- **Da fare**:
(1) Rispondi a queste domande sull'intervista ad Allan Kaprow:
(a) In quale città Kaprow è venuto a tenere il workshop?
(b) Con chi ha studiato pittura?
(c) Quale libro di John Dewey lo aveva colpito in particolare?
(2) Riporta alla lettera il passo dell'intervista ad Allan Kaprow che comincia con "Volevo occuparmi professionalmente" e finisce con "azione viene compiuta.".

- **Estratto**:
#####

ALLAN KAPROW
JUST DOINGWorkshop
Museo d'Arte Contemporanea di Villa Croce
ottobre 1998
Allan Kaprow, il grande artista
statunitense, noto in tutto il mondo per avere creato, alla fine degli anni '50,
la forma espressiva dell'happening (su cui ha pubblicato anche testi
fondamentali come "Assemblages, Environments, Happenings" e "Essays on the
Blurring of Art and Life") è venuto a Genova per tenere un workshop intitolato
"Just doing / Soltanto fare", organizzato dal Museo d'Arte Contemporanea di
Villa Croce, dall'Istituto di Storia dell'Arte dell'Università e da Caterina
Gualco. Lo abbiamo intervistato nella galleria di quest'ultima mentre allestiva
una mostra che documenta diverse fasi della sua attività, dagli happenings,
appunto, ai giorni nostri.
Sono pochissimi gli artisti che hanno saputo aprire un nuovo campo d'azione, come Lei ha fatto con l'happening. Quali incontri, quali esperienze l'hanno indirizzata verso questa prospettiva?
Quando dall'Arizona, dove ho vissuto da bambino, mi sono spostato sull'East Coast ho incontrato diverse persone la cui influenza è stata fondamentale. Fra queste Hans Hofmann, con cui ho studiato pittura. Nel suo lavoro c'era un retroterra complesso, le strutture cubiste, il colore dei Fauves, il tutto su un fondo espressionista. Ma importanti erano per me soprattutto gli esercizi che proponeva, grazie ai quali si entrava nel congegno dell'opera, non si mostrava soltanto un risultato: "Guarda questo", "Ah fantastico", ma si imparava come raggiungerlo. In verità io però allora non volevo diventare pittore (lo sono stato poi, ma per poco).
Che cosa voleva fare, allora?
Volevo occuparmi professionalmente di filosofia. Negli anni '50 si viveva un momento molto vivace, caratterizzato da una radicale contrapposizione fra i sostenitori dell'esistenzialismo, una filosofia della persona, sorta in Europa, e i cultori della filosofia analitica, radicata nei paesi di lingua anglosassone: Stati Uniti, Inghilterra, Australia. I miei interessi si appuntavano sull'estetica. Mi aveva colpito in particolare un libro di John Dewey: "Arte come esperienza", che legava strettamente l'arte alle altre esperienze umane, alla vita quotidiana. E, più in generale, il suo pragmatismo "contestualista", che sottolineava la fluidità del significato, rapportandolo al contesto in cui una azione viene compiuta.

#####

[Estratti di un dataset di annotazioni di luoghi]

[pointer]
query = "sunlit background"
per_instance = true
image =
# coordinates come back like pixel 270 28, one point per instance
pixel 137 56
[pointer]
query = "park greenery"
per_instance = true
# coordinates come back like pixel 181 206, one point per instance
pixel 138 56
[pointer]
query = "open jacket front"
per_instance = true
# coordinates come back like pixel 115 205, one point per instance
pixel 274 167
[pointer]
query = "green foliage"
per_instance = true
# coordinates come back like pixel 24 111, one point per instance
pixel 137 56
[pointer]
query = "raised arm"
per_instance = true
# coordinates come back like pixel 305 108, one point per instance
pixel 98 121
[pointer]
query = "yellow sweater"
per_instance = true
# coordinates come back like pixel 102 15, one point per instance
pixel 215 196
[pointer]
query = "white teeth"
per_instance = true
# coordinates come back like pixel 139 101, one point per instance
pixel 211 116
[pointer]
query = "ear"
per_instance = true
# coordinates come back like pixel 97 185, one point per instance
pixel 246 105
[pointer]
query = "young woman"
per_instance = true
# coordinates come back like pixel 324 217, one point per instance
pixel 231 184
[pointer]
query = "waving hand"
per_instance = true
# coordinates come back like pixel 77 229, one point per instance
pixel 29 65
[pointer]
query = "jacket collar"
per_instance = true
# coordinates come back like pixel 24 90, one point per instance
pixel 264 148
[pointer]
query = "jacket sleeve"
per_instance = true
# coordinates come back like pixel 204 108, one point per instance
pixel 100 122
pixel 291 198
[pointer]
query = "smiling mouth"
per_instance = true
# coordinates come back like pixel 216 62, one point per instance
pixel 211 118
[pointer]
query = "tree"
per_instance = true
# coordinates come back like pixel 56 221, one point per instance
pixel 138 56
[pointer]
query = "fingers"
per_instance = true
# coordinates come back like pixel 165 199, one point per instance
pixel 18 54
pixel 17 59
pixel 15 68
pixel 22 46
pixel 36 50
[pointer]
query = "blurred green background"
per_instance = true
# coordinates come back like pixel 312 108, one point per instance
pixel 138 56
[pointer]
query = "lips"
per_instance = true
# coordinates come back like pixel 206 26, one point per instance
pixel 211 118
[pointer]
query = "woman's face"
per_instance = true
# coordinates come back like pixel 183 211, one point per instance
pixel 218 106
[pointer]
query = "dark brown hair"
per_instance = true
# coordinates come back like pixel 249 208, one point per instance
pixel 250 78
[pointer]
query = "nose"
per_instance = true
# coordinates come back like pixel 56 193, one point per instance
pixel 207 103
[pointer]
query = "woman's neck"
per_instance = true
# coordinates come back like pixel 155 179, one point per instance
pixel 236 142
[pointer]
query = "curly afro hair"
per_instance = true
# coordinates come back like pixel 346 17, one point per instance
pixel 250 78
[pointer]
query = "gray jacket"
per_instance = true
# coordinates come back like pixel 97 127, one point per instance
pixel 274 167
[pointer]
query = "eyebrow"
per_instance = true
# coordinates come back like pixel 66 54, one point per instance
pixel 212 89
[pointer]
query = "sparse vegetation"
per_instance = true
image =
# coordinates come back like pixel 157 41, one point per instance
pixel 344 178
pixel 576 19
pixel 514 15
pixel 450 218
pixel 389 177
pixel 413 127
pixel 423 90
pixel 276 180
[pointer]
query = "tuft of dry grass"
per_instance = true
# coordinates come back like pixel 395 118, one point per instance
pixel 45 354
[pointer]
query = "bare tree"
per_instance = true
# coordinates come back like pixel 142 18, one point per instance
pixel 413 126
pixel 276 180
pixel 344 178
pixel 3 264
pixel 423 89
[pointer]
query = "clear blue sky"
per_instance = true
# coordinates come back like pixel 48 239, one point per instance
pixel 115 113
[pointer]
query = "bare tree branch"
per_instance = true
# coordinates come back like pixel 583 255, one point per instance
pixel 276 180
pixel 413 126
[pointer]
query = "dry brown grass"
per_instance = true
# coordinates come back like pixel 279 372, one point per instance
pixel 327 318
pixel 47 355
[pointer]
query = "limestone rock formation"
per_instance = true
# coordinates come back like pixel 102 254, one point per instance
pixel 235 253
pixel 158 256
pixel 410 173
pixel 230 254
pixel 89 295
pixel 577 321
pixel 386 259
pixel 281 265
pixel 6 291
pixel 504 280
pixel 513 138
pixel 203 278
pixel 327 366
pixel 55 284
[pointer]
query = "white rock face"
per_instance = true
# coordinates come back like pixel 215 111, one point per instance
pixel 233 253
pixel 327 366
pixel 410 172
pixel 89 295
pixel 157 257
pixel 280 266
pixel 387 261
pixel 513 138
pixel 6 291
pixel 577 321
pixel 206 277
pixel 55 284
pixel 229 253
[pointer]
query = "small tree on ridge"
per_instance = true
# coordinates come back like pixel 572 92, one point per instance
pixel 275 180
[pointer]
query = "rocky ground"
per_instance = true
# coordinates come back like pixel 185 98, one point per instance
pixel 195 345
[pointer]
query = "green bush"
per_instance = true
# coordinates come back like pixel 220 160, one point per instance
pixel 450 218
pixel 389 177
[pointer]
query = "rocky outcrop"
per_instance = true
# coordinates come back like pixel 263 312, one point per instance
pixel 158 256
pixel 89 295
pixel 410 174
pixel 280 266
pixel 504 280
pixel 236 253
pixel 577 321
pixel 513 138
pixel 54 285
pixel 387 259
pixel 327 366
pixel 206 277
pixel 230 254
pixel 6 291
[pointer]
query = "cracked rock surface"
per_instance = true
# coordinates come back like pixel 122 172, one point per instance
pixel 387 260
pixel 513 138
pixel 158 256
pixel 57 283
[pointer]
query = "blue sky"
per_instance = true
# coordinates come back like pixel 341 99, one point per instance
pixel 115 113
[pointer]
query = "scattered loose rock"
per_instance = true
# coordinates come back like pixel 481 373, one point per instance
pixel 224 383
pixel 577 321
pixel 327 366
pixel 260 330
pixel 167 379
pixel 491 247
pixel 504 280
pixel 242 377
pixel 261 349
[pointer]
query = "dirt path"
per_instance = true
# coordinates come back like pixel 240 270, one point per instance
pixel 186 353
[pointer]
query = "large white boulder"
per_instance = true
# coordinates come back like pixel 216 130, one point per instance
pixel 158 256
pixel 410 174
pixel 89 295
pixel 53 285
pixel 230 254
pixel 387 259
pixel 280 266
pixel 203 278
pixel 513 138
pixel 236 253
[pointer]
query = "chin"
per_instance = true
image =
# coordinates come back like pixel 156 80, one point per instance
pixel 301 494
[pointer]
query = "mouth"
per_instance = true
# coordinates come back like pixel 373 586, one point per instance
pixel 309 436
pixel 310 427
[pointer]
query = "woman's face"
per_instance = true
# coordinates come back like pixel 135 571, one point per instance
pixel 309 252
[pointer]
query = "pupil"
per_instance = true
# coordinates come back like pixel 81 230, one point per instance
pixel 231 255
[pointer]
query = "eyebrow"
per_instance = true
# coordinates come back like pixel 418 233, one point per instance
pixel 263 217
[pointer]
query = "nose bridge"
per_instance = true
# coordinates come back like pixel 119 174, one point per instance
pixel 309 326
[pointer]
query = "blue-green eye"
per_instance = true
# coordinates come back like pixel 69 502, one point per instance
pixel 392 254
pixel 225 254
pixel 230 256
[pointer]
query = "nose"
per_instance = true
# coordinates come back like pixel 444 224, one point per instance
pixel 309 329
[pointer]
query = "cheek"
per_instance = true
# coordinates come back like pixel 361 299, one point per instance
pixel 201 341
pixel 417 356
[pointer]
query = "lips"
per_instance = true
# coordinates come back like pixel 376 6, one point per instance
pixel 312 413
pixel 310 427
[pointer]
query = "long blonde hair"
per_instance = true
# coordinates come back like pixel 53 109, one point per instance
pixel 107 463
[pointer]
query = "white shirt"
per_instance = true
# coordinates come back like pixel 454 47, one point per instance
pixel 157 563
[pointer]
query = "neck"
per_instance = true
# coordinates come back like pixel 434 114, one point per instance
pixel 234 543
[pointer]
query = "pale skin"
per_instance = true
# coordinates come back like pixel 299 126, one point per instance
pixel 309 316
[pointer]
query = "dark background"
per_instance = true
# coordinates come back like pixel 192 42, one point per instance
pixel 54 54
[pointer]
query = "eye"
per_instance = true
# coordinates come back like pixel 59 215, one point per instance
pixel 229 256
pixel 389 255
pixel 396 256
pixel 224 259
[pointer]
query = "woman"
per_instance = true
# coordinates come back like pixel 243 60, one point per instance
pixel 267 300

#####

- **Risposte ai compiti**:
(1)
(a) A Genova.
(b) Con Hans Hofmann.
(c) "Arte come esperienza".

(2)
Volevo occuparmi professionalmente di filosofia. Negli anni '50 si viveva un momento molto vivace, caratterizzato da una radicale contrapposizione fra i sostenitori dell'esistenzialismo, una filosofia della persona, sorta in Europa, e i cultori della filosofia analitica, radicata nei paesi di lingua anglosassone: Stati Uniti, Inghilterra, Australia. I miei interessi si appuntavano sull'estetica. Mi aveva colpito in particolare un libro di John Dewey: "Arte come esperienza", che legava strettamente l'arte alle altre esperienze umane, alla vita quotidiana. E, più in generale, il suo pragmatismo "contestualista", che sottolineava la fluidità del significato, rapportandolo al contesto in cui una azione viene compiuta.